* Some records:
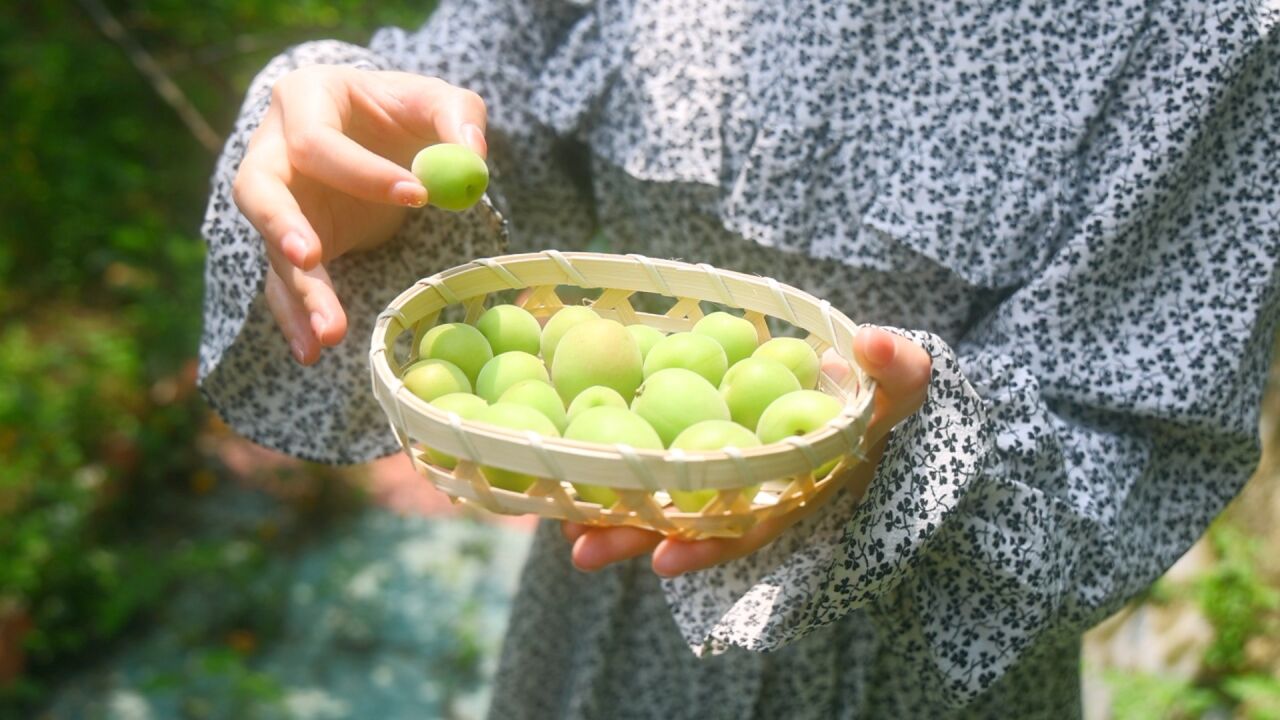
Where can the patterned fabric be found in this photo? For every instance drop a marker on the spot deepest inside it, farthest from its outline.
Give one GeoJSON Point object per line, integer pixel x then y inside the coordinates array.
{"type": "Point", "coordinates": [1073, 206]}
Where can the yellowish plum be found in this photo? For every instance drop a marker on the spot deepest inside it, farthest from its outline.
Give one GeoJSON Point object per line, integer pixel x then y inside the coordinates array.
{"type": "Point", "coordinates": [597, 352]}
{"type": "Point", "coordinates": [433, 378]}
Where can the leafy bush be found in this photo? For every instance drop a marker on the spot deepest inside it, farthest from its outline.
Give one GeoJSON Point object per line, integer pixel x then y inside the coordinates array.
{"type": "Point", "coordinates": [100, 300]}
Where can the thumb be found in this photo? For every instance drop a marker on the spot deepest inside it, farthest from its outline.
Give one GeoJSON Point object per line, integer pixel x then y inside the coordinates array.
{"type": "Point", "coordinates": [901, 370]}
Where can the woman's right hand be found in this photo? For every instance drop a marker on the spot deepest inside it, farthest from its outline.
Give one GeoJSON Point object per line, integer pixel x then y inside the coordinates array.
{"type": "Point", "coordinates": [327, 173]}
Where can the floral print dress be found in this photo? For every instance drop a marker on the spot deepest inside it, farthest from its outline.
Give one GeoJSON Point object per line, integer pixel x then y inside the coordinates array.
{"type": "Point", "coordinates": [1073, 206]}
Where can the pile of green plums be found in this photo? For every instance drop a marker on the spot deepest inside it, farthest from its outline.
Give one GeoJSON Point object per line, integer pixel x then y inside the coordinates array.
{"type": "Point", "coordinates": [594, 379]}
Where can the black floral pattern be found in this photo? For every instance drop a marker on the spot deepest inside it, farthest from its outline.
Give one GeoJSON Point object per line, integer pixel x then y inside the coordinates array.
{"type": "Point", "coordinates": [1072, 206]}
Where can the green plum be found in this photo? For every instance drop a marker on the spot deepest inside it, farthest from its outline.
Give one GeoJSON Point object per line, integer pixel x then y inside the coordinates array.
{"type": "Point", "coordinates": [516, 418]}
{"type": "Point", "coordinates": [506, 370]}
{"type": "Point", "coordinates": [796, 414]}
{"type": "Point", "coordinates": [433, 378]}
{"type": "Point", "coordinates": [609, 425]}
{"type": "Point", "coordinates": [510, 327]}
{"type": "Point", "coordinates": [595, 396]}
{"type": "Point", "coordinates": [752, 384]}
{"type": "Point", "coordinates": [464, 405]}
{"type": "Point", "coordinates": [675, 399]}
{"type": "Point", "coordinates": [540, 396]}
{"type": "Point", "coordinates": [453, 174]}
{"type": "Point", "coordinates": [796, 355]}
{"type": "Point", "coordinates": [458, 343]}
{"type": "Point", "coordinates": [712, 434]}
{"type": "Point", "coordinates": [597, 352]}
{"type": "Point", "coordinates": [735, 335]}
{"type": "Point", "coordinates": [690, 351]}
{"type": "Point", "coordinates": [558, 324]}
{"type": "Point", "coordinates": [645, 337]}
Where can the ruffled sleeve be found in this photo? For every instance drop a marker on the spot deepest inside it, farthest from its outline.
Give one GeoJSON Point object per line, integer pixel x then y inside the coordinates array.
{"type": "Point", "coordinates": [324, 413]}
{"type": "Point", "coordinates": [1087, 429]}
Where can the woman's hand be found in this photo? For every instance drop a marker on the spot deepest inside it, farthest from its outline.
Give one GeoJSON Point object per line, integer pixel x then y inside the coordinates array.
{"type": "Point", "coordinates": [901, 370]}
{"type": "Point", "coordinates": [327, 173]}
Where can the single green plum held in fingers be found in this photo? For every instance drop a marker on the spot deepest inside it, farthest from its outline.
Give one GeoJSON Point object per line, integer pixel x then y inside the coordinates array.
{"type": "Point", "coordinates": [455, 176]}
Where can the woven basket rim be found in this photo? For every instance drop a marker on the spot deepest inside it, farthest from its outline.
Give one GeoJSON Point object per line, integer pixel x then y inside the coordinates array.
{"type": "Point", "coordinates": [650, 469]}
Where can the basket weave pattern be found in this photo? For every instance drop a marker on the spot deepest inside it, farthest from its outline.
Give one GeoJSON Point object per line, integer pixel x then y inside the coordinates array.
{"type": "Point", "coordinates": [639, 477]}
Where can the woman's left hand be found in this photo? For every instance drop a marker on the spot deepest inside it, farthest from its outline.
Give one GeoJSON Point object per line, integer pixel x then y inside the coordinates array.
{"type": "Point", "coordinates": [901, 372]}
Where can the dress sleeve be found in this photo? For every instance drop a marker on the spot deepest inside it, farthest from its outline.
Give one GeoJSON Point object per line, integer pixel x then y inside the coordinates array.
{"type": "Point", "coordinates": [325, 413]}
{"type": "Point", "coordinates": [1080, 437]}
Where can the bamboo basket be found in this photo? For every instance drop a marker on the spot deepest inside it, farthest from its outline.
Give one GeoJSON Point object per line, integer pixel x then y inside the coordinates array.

* PROBLEM DETAILS:
Copy all of the records above line for line, leaving the pictures out of your answer.

* ANSWER FOR THIS EXERCISE:
Where can the patterned fabric be found in this photo? For every instance drop a marker on the spot deepest inside it, farthest from its outline.
Give one GeoJSON Point object per line, integer pixel x then y inside the coordinates array.
{"type": "Point", "coordinates": [1073, 206]}
Where can the yellowish plum be found in this photo? For every instance drop a marker on the spot deepest inside it, farthest from its outline.
Give one GeoJSON Point object per line, integer pixel x then y inside the coordinates array.
{"type": "Point", "coordinates": [597, 352]}
{"type": "Point", "coordinates": [433, 378]}
Where can the leafy bush be found in this photo? For every instance drop a marker on the spot deepest inside it, farthest from its outline.
Give one GeoJSON Point object per line, integer pixel x then y inside the coordinates array.
{"type": "Point", "coordinates": [100, 300]}
Where can the thumb be found in this photo? For every instance drop a marker on the spot deepest inside it, farthest from its outline.
Give one GeoJSON Point object per line, integer pixel x then y inside the coordinates array.
{"type": "Point", "coordinates": [901, 370]}
Where can the woman's right hand be found in this photo? For every instance drop a marker on the spot deepest inside it, farthest from its outline.
Give one GeoJSON Point object per line, integer pixel x then y inside the coordinates array.
{"type": "Point", "coordinates": [327, 173]}
Where can the floral print dress be found in this photo? For every instance drop a marker on the spot deepest inside it, farthest from its outline.
Give one GeoJSON Point object per line, integer pixel x then y inside the coordinates array.
{"type": "Point", "coordinates": [1073, 206]}
Where can the pile of green plums be found in this photo? For every instance drop a marker on the spot deepest inside it, farthest from its outline.
Give one GeoJSON Point object per line, integer pixel x then y inside the coordinates array.
{"type": "Point", "coordinates": [594, 379]}
Where can the black floral pattern be found in this photo? For every instance drop a marker on the spot deepest inside it, farthest from its outline.
Give one GeoJSON Point object per line, integer pixel x then y inside the coordinates array.
{"type": "Point", "coordinates": [1072, 206]}
Where can the green plum be found in this photo? For every instance drop a marker on the spot deepest inside it, farthest from its outline.
Give one GeoJSON Point object per line, integer pixel x then y inside the coordinates array.
{"type": "Point", "coordinates": [516, 418]}
{"type": "Point", "coordinates": [506, 370]}
{"type": "Point", "coordinates": [796, 414]}
{"type": "Point", "coordinates": [433, 378]}
{"type": "Point", "coordinates": [609, 425]}
{"type": "Point", "coordinates": [510, 327]}
{"type": "Point", "coordinates": [595, 396]}
{"type": "Point", "coordinates": [752, 384]}
{"type": "Point", "coordinates": [464, 405]}
{"type": "Point", "coordinates": [675, 399]}
{"type": "Point", "coordinates": [540, 396]}
{"type": "Point", "coordinates": [453, 174]}
{"type": "Point", "coordinates": [796, 355]}
{"type": "Point", "coordinates": [458, 343]}
{"type": "Point", "coordinates": [712, 434]}
{"type": "Point", "coordinates": [597, 352]}
{"type": "Point", "coordinates": [735, 335]}
{"type": "Point", "coordinates": [690, 351]}
{"type": "Point", "coordinates": [558, 324]}
{"type": "Point", "coordinates": [645, 337]}
Where can the ruffled sleeve be found in this photo? For every instance drop a marker on the spot deepest inside it, farthest from its outline.
Give one GeoJSON Point object per line, integer pixel x then y inside the coordinates array.
{"type": "Point", "coordinates": [324, 413]}
{"type": "Point", "coordinates": [1087, 429]}
Where can the woman's hand be found in this photo? For every instance drop a marker on the spot deepest inside it, farthest from its outline.
Give one GeoJSON Point object per line, integer pixel x then y inside the coordinates array.
{"type": "Point", "coordinates": [901, 370]}
{"type": "Point", "coordinates": [327, 173]}
Where can the single green plum held in fingers be found in this photo? For every instance drop a marker on the spot deepest inside it, farthest from its outline.
Give one GeoJSON Point object per line, integer pixel x then y inside the coordinates array.
{"type": "Point", "coordinates": [455, 176]}
Where can the woven basket rim be found in this photo? For every instance drop a marker on the spot deepest inside it, farthest from its outline.
Give one GeoJSON Point object per line, integer pixel x then y inside the coordinates array.
{"type": "Point", "coordinates": [650, 469]}
Where can the basket weave pattern be found in this photo? For every instance drop a marker on the spot deepest inside it, farthest from its outline.
Give one GeoJSON Point object per line, integer pixel x then y inside the coordinates array.
{"type": "Point", "coordinates": [639, 477]}
Where can the woman's left hand be found in this photo? For every instance drop a marker on the spot deepest inside it, farthest from its outline.
Give one GeoJSON Point object per line, integer pixel x then y inside the coordinates array.
{"type": "Point", "coordinates": [901, 372]}
Where can the dress sleeve be found in this photo? For every instance drop a marker on the spot deepest inside it, farthest from its outline.
Give one GeoJSON Point object per line, integer pixel x then y inside the coordinates array.
{"type": "Point", "coordinates": [325, 413]}
{"type": "Point", "coordinates": [1080, 437]}
Where can the bamboo basket be found in this photo? For every instance drop a marker on the spot deepest inside it, farthest from its outline.
Give one GeoJSON Point object per line, integer pixel x then y inside the coordinates array.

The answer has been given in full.